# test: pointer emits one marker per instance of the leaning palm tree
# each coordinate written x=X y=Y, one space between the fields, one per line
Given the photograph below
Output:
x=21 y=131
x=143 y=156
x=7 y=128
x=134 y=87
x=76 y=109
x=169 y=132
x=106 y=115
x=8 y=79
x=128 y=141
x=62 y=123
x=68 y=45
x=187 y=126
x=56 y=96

Exercise:
Print all the data exactly as shown above.

Written answer:
# test: pointer emits one marker per instance of the leaning palm tree
# each coordinate written x=X y=Y, one space between the fields, one per line
Given the photograph below
Output:
x=21 y=131
x=143 y=156
x=7 y=128
x=134 y=87
x=76 y=109
x=169 y=132
x=106 y=115
x=8 y=79
x=128 y=141
x=62 y=123
x=68 y=45
x=187 y=126
x=56 y=96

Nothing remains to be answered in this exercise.